Directions:
(a) In the winter forecast, how much snow is predicted for Dulles (IAD)?
(b) Transcribe the passage of the winter forecast that opens with the words containing "The temperatures predicted" and closes with "airports as indicated.".
(c) Render this sentence from the winter forecast in Spanish: "I expect that warm and cold will battle in this region throughout the winter."

Provided text:
- - - - -
The temperatures predicted below will be measured against the official readings at National Airport (DCA), and snowfall measured against the airports as indicated.
Overall Temperatures for December through March:
-1.25°F below normal
December: -1° to +1°, leaning very slightly above normal
January: -2° to -4°
February: Normal to -2°
March: Normal to -2°
20-30% above normal
National Airport (DCA): 20" (versus average of 16")
BWI: 24" (versus average of 20")
Dulles (IAD): 27" (versus average of 22")
Fairfax Co.: 22-28"
Loudoun Co.: 26-33"
Mo Co: 23-29"
What can go wrong
- El Nino becomes much stronger, or alternatively weakens much more quickly, than predicted. In both cases the result could be warmer conditions with less snow. Chance of either scenario: 10-15%
- The NAO is very positive for much of the winter. This would likely lead to warmer conditions and would also lead to many events being rain or snow to freezing rain/rain, thus less snow. Chance: 25%
- We never see a real pattern change/positive NAO emerge as we head through November, and December ends up much colder than forecast. Chance: 25%
The factors below were colletively considered. No single factor overwhelmed the others, although some were weighted more heavily.
El Nino and the North Pacific:
This was probably the most important factor in making the forecast. Currently we are in the midst of a weak to moderate El Nino event. Sea surface temperatures in the Pacific Ocean along the equator are running 1-2 degrees Celsius above normal. Currently this event is basin wide with the warmest water anomaly off the South American coast in Nino region 1+2. This El Nino event is expected to remain weak to moderate and persist throughout the winter. I believe that this event will peak sometime during the early part of winter and start to slowly moderate as we head through January/February/March. Model guidance suggests a December/January/February tri-monthly peak in Region 3.4 of 0.8C to 1.3C above normal. I think the higher end of this range is most likely. Typically weak to moderate El Nino events support a positive Pacific Decadal Oscillation (PDO) and thus a ridge in the west and a trough in the east with cooler than average temperatures(especially in January/February) and more precipitation/snow than normal with an active subtropical jet. In addition to the Equatorial Pacific, the North Pacific has an effect on our weather. Currently there is an expanding cool pool of water in the Gulf of Alaska. The water profile can change very quickly, but if this cool pool should grow stronger, this suggests that when the North Atlantic Oscillation (NAO, see discussion below) is positive that warmer air would be able to make it into our region more easily as the amplitude of the ridge/trough axis would be flatter. I expect that warm and cold will battle in this region throughout the winter.
- - - - -
Stored data:
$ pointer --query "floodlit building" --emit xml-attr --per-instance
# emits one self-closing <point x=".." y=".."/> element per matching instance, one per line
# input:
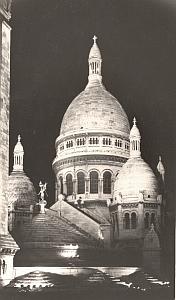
- - - - -
Answers to the exercise:
(a) 27 inches, compared with an average of 22 inches.

(b)
The temperatures predicted below will be measured against the official readings at National Airport (DCA), and snowfall measured against the airports as indicated.

(c) Preveo que el calor y el frío lucharán en esta región durante todo el invierno.